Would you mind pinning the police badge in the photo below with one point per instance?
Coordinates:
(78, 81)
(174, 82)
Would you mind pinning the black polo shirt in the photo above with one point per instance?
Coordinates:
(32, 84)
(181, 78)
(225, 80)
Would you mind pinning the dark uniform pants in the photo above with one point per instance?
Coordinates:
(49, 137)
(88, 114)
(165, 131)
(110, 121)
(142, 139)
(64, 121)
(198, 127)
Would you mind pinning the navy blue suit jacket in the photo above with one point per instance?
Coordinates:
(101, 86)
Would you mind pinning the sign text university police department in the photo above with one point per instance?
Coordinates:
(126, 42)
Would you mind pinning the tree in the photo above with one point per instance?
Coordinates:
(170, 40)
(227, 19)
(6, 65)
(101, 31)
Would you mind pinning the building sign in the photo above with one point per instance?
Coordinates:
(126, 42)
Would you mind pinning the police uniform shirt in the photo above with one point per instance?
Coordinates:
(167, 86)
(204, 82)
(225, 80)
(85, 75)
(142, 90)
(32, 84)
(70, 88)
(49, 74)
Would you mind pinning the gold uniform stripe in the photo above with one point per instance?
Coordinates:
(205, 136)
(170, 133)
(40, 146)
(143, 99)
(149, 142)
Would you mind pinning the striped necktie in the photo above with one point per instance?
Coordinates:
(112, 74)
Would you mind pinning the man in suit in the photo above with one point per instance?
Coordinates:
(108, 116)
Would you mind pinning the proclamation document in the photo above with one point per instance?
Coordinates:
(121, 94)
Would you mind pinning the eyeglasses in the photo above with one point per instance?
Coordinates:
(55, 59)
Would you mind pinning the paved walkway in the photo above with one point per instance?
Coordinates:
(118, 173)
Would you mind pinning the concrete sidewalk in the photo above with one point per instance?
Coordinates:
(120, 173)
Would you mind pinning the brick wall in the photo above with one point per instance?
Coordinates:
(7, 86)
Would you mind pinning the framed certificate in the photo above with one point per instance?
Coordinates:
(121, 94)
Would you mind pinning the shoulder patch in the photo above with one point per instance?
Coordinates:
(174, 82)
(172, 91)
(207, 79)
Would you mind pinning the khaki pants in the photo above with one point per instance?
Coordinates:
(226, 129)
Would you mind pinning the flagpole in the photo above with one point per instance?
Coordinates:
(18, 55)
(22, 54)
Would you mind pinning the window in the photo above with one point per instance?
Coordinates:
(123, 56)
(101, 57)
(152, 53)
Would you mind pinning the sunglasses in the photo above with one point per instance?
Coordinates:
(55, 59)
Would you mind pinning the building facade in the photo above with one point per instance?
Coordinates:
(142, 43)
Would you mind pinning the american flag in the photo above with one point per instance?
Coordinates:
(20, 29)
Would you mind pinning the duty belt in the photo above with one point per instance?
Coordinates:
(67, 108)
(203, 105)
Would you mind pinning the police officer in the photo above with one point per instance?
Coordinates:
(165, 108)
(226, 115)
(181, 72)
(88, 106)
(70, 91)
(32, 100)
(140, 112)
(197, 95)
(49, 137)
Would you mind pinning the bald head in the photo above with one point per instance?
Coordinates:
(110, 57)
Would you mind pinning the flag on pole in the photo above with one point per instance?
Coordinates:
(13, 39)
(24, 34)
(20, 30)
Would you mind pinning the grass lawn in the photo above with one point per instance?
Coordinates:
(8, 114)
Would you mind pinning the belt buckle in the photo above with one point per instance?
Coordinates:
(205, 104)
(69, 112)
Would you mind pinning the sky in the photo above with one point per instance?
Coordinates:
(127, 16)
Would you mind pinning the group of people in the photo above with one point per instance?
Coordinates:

- _PROBLEM REQUIREMENTS_
Go through the data above and transcribe every entry exactly.

- _TASK SOLUTION_
Would you mind pinning the police badge in the photo below with one point per instance?
Coordinates:
(78, 81)
(174, 82)
Would you mind pinning the black polo shirt in the photo above with one point per instance?
Coordinates:
(32, 84)
(181, 78)
(225, 80)
Would you mind pinning the dark uniform pants in the photo above with one point per instance?
Coordinates:
(49, 137)
(88, 114)
(165, 131)
(110, 121)
(142, 139)
(64, 121)
(198, 127)
Would you mind pinning the navy blue suit jacket in the photo above with one point per instance?
Coordinates:
(101, 86)
Would you mind pinning the sign text university police department in the photo above with one point per instance?
Coordinates:
(126, 42)
Would you mind pinning the tree in the photo above with one point per instance?
Coordinates:
(170, 40)
(227, 19)
(6, 65)
(101, 31)
Would you mind pinning the building sign in the photo above with one point per instance?
Coordinates:
(126, 42)
Would you mind pinning the police uniform shirt in the photo above with one point per instance?
Coordinates:
(167, 86)
(204, 82)
(225, 80)
(85, 75)
(142, 90)
(32, 84)
(70, 88)
(49, 74)
Would you mind pinning the gold uniform stripe in the photo above with one point per instance?
Coordinates:
(205, 136)
(170, 133)
(40, 146)
(143, 99)
(149, 142)
Would you mind pinning the striped necktie in the photo above with one point per instance?
Coordinates:
(112, 74)
Would you mind pinning the man in suit in the photo above with one point per instance?
Coordinates:
(108, 116)
Would you mind pinning the proclamation document in the photo above with one point per instance?
Coordinates:
(121, 94)
Would you mind pinning the eyeglasses in the photo above with one point per instance?
Coordinates:
(55, 59)
Would you mind pinning the paved walkway in the photo above with one point per instance?
Coordinates:
(118, 173)
Would you mind pinning the concrete sidewalk in the photo above with one point per instance?
Coordinates:
(120, 173)
Would you mind pinning the brick wall in the photo above with one point per instance?
Coordinates:
(7, 86)
Would you mind pinning the framed certificate in the photo above with one point per instance?
Coordinates:
(121, 94)
Would you mind pinning the shoulder patch in the photo above with one point per instance?
Coordinates:
(174, 82)
(172, 91)
(207, 79)
Would you mind pinning the khaki pants in the photo above with one point per instance?
Coordinates:
(226, 129)
Would you mind pinning the flagpole in the photo above with one point per instance?
Coordinates:
(18, 55)
(22, 54)
Would you mind pinning the window in the photo above with one point per instance?
Coordinates:
(123, 56)
(101, 57)
(152, 53)
Would you mind pinning the sunglasses in the photo above with one point per instance?
Coordinates:
(55, 59)
Would you mind pinning the building facade in the photo above with one point per instance?
Coordinates:
(142, 43)
Would you mind pinning the american flag in the photo above with one point per instance?
Coordinates:
(20, 29)
Would you mind pinning the duty belt in the photo above with one point per instance?
Coordinates:
(67, 108)
(203, 105)
Would you mind pinning the police officer in the photo above with one point per instance?
Coordinates:
(165, 108)
(226, 115)
(181, 72)
(88, 106)
(70, 91)
(32, 100)
(140, 112)
(197, 95)
(49, 137)
Would you mind pinning the bald head in the photo above with one point per instance?
Coordinates:
(110, 57)
Would you mind pinning the flag on pole in the photo above with one point per instance?
Coordinates:
(13, 39)
(24, 34)
(20, 30)
Would you mind pinning the grass lawn in the photo above with one point per instance?
Coordinates:
(8, 114)
Would you mind pinning the belt buckle in the photo above with one point per instance?
Coordinates:
(205, 104)
(69, 112)
Would you mind pinning the sky in the photo above with one point per instance?
Coordinates:
(127, 16)
Would you mind pinning the group of people in the photo above with one point per instance?
Coordinates:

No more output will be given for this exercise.